■ EXERCISE REQUIREMENTS: Pick out each line below that contains the word "chrome", and copy those lines in full.

■ INFORMATION GIVEN:
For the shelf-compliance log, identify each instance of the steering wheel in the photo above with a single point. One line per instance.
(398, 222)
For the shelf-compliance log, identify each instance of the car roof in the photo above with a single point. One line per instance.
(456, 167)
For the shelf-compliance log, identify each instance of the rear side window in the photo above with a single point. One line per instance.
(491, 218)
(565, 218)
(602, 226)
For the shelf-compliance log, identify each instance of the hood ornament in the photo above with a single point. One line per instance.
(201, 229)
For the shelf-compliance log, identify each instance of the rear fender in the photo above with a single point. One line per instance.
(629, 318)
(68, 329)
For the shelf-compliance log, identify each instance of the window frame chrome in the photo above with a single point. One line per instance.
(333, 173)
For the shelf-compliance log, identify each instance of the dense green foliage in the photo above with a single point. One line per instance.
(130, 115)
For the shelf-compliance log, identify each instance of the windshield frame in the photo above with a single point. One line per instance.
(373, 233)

...

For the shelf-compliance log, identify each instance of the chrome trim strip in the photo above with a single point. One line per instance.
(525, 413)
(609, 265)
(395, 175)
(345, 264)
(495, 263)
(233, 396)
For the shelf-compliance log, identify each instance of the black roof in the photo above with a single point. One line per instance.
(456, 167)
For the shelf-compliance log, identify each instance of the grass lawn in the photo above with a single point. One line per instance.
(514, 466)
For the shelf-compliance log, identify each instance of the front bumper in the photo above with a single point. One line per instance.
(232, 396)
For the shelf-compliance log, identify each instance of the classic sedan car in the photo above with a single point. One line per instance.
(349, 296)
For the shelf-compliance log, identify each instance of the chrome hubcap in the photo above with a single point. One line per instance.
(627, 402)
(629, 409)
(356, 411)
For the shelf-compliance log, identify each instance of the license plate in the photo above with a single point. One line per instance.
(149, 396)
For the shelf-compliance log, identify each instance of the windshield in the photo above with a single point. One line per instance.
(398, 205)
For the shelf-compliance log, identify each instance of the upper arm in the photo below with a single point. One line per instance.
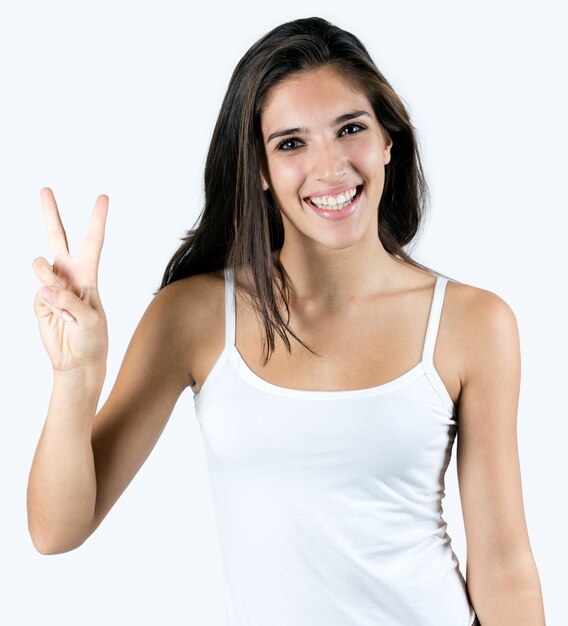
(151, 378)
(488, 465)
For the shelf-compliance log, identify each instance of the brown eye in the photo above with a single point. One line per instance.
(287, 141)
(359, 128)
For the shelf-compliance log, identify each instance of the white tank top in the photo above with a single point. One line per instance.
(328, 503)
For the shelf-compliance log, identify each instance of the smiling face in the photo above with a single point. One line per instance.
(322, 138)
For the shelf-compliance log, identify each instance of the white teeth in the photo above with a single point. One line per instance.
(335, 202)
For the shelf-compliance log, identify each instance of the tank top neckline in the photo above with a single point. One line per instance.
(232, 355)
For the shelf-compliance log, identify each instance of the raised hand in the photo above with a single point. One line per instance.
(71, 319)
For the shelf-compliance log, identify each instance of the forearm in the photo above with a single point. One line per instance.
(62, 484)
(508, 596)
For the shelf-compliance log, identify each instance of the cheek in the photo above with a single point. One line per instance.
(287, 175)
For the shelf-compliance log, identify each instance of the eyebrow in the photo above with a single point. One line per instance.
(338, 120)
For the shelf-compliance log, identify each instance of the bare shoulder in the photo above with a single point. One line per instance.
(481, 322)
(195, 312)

■ COMPLETED TASK:
For the shelf-compliance log, identify each instance of the window frame chrome in the photo above with a single point. One line per instance.
For the shelf-compliance log, identify each instance of the chrome trim strip in the photo above with a single point. One line per instance.
For the shelf-compliance log, identify each instance of the chrome hubcap in the photo above with a single point. One line per instance.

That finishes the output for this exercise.